Army of the Dead : La review du film Netflix
Après une décade sur la mythologie des super-héros DC, Zack Snyder effectue avec Army of the Dead un retour aux sources zombies pour le compte de Netflix.
S’il n’est pas tenu compte de son contexte d’écriture, cette création originale, voire potentielle franchise, n’a pas la folie régressive de Zombieland, ni le rythme haletant et oppressif du Dernier Train pour Busan.
Prenant à contrepied son monde, Zack Snyder signe un scénario qui ne se livre pas à la surenchère attendue et qui n’a pas l’ambition de sortir des sentiers battus des films de genre.
Au moins, sans être " coup de poings " comme Dawn of The Dead, le film reste au-dessus des films d’équipe comme Triple Frontier. En effet, bien qu’étonnement révérencieux et convenue, le film effectue des rappels heureux à des illustres ainées d’hier et d’aujourd’hui : Kingdom, Aliens (2) ou Jurassic Park.
Toutefois, regardé à l’aune de son contexte d’écriture – pendant le deuil de la fille de Snyder – Army of the dead s’arbore d’une aura magnétique, presque hypnotique qui est sans nul doute liée au style très personnel du réalisateur et les thématiques abordées : l’altérité, la parentalité ou le deuil.
De manière général, le cinéma de Zack Snyder brille par l’efficacité redoutable de sa narration visuelle en dépit d’une durée conséquente. Cette esthétique visuelle vient servir un propos acerbe et nihiliste sur la société contemporaine. A cela s’ajoute la multiplicité de niveaux de lecture et les easter eggs renvoyant aux œuvres classiques de la littérature et du cinéma – et le tout forme une œuvre plus dense, plus fine, subversive et référencée qu’il n’y parait à la surface.
Reprenant les diatribes politiques des films zombies, Army of the dead livre derrière un astucieux mélange des genres, un authentique cri du cœur qui marquera le cinéma de son réalisateur Zack Snyder.
La déliquescence de la société contemporaine : l’impérialisme, le mâle alpha et sa horde
Army of the dead s’inscrit dans la pure tradition du genre Zombie en arborant une dimension politique.
En ce sens le film revêt plusieurs niveaux de lecture dont la première renvoie à la politique extérieure de certains Etats. Impérialiste et vorace, cette politique est nécessaire à la satisfaction des besoins d’une société de consommateurs de plus en plus impatients et exigeants. Ainsi, en première lecture, il est question d’un gouvernement envoyant ses champions sans scrupules, piller les trésors et richesses des royaumes voisins dont la population est peinte comme monstrueuses et non civilisées.
Dans un second niveau, usant des techniques de suggestions visuelles de la publicité, Zack Snyder communique ses idées et messages par le biais de références symboliques subliminales assez fortes pour imprégner les esprits. Comme un symbole vaut plus qu’un long discours conceptuel, Snyder n’a besoin que d’un mur et des réfugiés pour signifier l’Amérique de Trump – ce mâle alpha siégeant au-dessus de la statue de la liberté, dirigeant une horde d’écervelés acquis corps et âmes à sa cause. Army of the dead esquisse ainsi une critique acerbe des relations de servitude entre gouvernants – gouvernés au sein des sociétés modernes. Le film prolonge donc l’héritage de ses ainés en reprenant ce topique de « l’alpha meneur de horde » qui est retrouvé chez George Romero (Big Daddy de Land of The Dead) ou Robert Kirkman (Alpha et Beta dans The Walking Dead).

__Données fournies__:

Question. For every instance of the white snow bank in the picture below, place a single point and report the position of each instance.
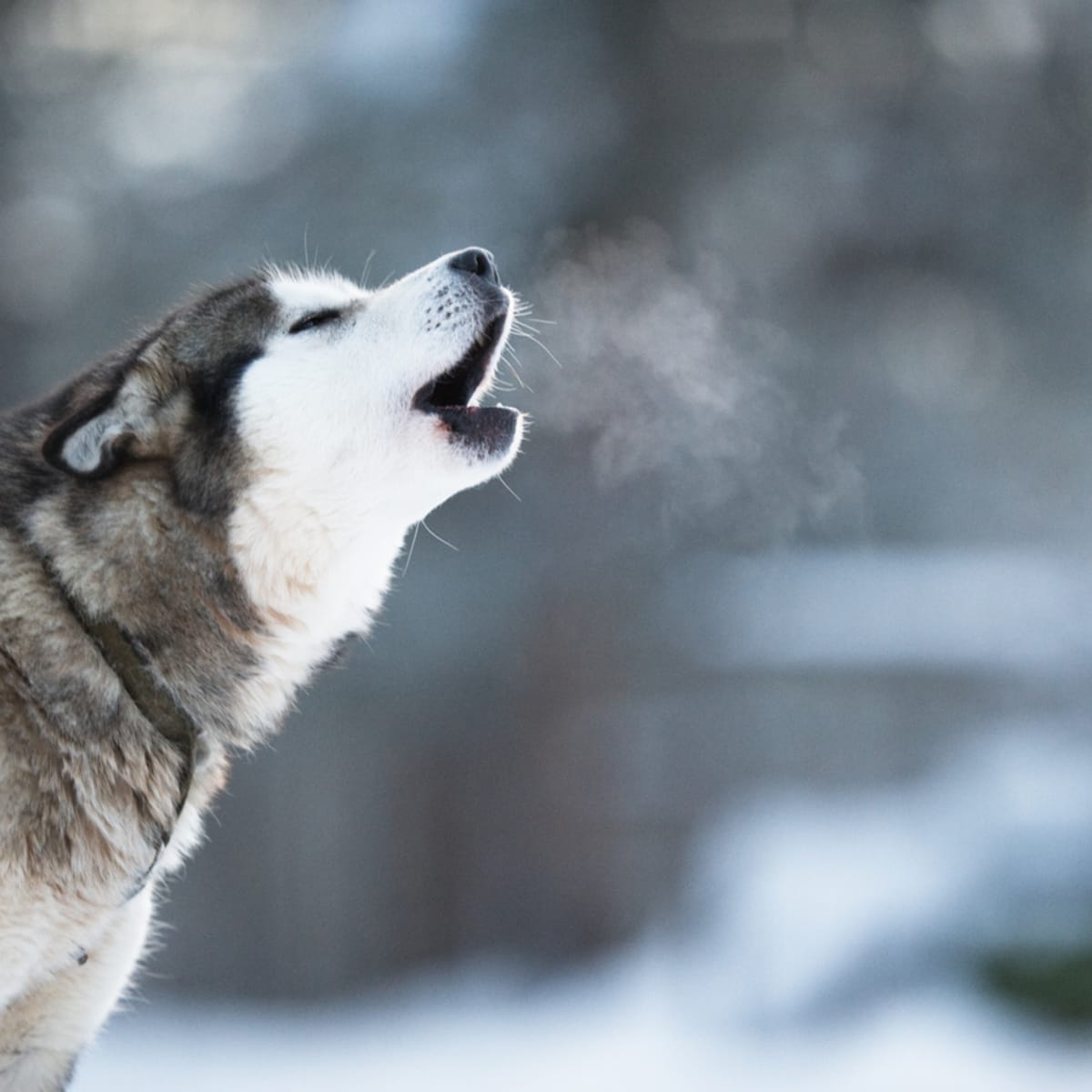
(824, 955)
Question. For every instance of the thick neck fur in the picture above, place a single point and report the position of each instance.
(232, 615)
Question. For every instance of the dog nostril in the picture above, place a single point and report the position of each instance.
(478, 261)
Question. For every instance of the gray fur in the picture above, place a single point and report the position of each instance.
(120, 487)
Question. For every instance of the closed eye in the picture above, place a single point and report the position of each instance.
(315, 320)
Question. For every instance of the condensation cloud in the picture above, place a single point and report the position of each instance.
(677, 392)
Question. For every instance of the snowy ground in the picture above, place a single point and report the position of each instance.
(827, 947)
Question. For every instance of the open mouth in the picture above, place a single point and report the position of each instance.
(489, 430)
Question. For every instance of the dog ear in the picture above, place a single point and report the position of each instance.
(97, 438)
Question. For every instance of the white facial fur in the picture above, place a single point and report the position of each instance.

__Tâches à réaliser__:
A. Reproduisez sans rien changer le passage de la critique du film qui commence aux mots « S’il n’est pas » et se termine après les mots « films de genre. ».
B. Répondez à ces questions à l'aide de la critique du film :
(i) Pour le compte de quelle plateforme Zack Snyder a-t-il réalisé Army of the Dead ?
(ii) Pendant quel deuil le film a-t-il été écrit ?
(iii) Quel personnage de Land of The Dead illustre chez George Romero le topique de « l'alpha meneur de horde » ?
Les items n'ont aucun rapport avec la critique du film.

__Réponses numérotées__:
A.
S’il n’est pas tenu compte de son contexte d’écriture, cette création originale, voire potentielle franchise, n’a pas la folie régressive de Zombieland, ni le rythme haletant et oppressif du Dernier Train pour Busan.
Prenant à contrepied son monde, Zack Snyder signe un scénario qui ne se livre pas à la surenchère attendue et qui n’a pas l’ambition de sortir des sentiers battus des films de genre.

B.
(i) Netflix.
(ii) Le deuil de la fille de Snyder.
(iii) Big Daddy.